## [What you will do]
Copy out everything from the line containing "of the life" down to the end of the records, both ends included and the request included. Scale each point coordinate in the answers by 2.55, rounding to whole numbers with halves going up.

## [Given records]

○ ○ ○ ○ ○ ○ ○

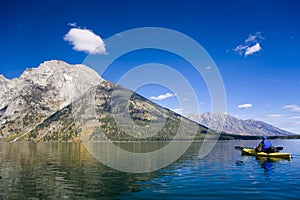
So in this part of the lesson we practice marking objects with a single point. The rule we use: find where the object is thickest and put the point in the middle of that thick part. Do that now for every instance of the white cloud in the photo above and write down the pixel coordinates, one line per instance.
(73, 24)
(274, 115)
(85, 40)
(254, 38)
(253, 49)
(251, 45)
(245, 106)
(293, 108)
(162, 96)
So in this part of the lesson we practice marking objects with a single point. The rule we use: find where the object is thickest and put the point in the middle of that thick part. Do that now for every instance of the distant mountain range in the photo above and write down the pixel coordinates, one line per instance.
(38, 106)
(61, 102)
(232, 125)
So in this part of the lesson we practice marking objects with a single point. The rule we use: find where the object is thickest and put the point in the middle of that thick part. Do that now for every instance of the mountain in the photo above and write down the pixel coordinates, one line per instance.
(230, 124)
(61, 102)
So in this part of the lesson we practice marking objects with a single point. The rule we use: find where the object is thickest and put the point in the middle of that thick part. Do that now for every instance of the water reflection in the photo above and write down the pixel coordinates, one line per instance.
(58, 170)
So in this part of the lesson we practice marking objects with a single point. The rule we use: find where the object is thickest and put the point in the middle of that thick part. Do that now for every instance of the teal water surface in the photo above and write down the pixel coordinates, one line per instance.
(68, 171)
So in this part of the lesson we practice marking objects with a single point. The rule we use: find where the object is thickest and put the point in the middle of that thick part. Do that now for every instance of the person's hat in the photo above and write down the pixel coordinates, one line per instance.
(264, 137)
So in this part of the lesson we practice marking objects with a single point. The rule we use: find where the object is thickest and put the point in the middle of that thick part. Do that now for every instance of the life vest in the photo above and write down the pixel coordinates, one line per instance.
(267, 145)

○ ○ ○ ○ ○ ○ ○

## [The output]
So in this part of the lesson we practice marking objects with a single point. The rule we use: find where the object is thickest and put the point in the middle of that thick part. Do that now for every instance of the life vest in the photo above and write down the pixel coordinates, one line per instance.
(681, 370)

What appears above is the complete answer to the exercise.